> STATED GOAL 1: According to the article about the Shoresy filming, how much has New Metric Media spent on productions in Greater Sudbury and Northern Ontario since 2016?

> TEXT TO READ:
■ ■ ■ ■ ■ ■ ■

Greater Sudbury city council is poised to halve Sudbury Community Arena rental rates to accommodate the filming of the ‘Letterkenny’ spin-off television show, an in-kind support of $50,000

With the production of the “Letterkenny” television series already a boon for Greater Sudbury, much is expected from “Shoresy,” which is currently being filmed in the city. 

So described Ward 7 Coun. Mike Jakubo, who introduced a successful motion during Tuesday night’s finance and administration committee meeting to offer the production in-kind support.

“This is a very small ask compared to what is leveraged from that and the local spending and the economic contribution,” he told his colleagues while presenting his motion. 

The motion seeks to halve Sudbury Community Arena rental rates for the ongoing filming of Shoresy, which is an in-kind contribution worth approximately $50,000. Although it still requires city council ratification, Tuesday’s unanimous support points to the likelihood it passes.

Based on a side character in the Sudbury-shot Letterkenny series whose face is never shown, Shoresy is currently being filmed at the downtown arena. 

The production company behind the project, New Metric Media, has spent $40 million on productions in Greater Sudbury and Northern Ontario since 2016, Jakubo said, adding that the production of Shoresy alone will contribute $4.8 million into the regional economy.

This includes $2.3 million on labour, Jakubo said.

■ ■ ■ ■ ■ ■ ■

> INFORMATION PROVIDED:
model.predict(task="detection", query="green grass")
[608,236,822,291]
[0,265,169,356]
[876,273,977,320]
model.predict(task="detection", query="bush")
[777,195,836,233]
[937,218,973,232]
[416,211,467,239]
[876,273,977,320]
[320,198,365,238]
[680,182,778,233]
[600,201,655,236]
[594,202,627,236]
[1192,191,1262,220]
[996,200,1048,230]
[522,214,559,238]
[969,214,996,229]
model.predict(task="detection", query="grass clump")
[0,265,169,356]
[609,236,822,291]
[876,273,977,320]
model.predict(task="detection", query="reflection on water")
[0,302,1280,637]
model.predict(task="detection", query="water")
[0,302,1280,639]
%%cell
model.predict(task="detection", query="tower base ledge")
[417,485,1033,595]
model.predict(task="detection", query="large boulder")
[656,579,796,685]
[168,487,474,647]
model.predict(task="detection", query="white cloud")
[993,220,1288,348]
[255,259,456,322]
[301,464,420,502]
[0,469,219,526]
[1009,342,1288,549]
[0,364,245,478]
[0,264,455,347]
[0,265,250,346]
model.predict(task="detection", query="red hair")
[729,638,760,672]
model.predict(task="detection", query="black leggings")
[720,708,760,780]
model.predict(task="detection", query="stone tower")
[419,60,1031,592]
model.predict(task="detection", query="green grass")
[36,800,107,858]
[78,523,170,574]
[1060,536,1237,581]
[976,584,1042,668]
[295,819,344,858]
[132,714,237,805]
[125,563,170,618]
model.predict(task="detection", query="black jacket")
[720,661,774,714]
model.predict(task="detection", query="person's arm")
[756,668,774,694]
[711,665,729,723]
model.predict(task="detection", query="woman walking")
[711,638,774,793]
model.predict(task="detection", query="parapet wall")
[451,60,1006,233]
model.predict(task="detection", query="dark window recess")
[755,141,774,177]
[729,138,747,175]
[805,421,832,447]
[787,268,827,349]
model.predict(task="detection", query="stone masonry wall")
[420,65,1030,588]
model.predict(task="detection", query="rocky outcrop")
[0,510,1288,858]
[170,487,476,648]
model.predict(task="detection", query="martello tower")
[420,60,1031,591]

■ ■ ■ ■ ■ ■ ■

> STATED GOAL 2: Rewrite the entries from the first one down through the line containing "[720,661,774,714]", replacing "green grass" with "lawn" and leaving everything else unchanged.

> TASK RESULT 1: $40 million.

> TASK RESULT 2:
model.predict(task="detection", query="lawn")
[608,236,822,291]
[0,265,169,356]
[876,273,977,320]
model.predict(task="detection", query="bush")
[777,195,836,233]
[937,218,973,232]
[416,211,467,239]
[876,273,977,320]
[320,198,365,238]
[680,182,778,233]
[600,201,655,236]
[594,202,627,236]
[1192,191,1262,220]
[996,200,1048,230]
[522,214,559,238]
[969,214,996,229]
model.predict(task="detection", query="grass clump")
[0,265,169,356]
[609,236,822,291]
[876,273,977,320]
model.predict(task="detection", query="reflection on water")
[0,302,1280,637]
model.predict(task="detection", query="water")
[0,302,1280,639]
%%cell
model.predict(task="detection", query="tower base ledge")
[417,485,1033,595]
model.predict(task="detection", query="large boulder")
[656,579,796,685]
[168,487,474,647]
model.predict(task="detection", query="white cloud")
[993,220,1288,348]
[255,259,456,322]
[301,464,420,502]
[0,469,219,526]
[1009,342,1288,549]
[0,364,245,478]
[0,264,455,347]
[0,265,250,346]
model.predict(task="detection", query="red hair")
[729,638,760,672]
model.predict(task="detection", query="black leggings")
[720,708,760,780]
model.predict(task="detection", query="stone tower")
[419,60,1031,592]
model.predict(task="detection", query="lawn")
[36,800,107,858]
[78,523,170,574]
[1060,536,1237,581]
[976,584,1042,668]
[295,819,344,858]
[132,714,237,805]
[125,563,170,618]
model.predict(task="detection", query="black jacket")
[720,661,774,714]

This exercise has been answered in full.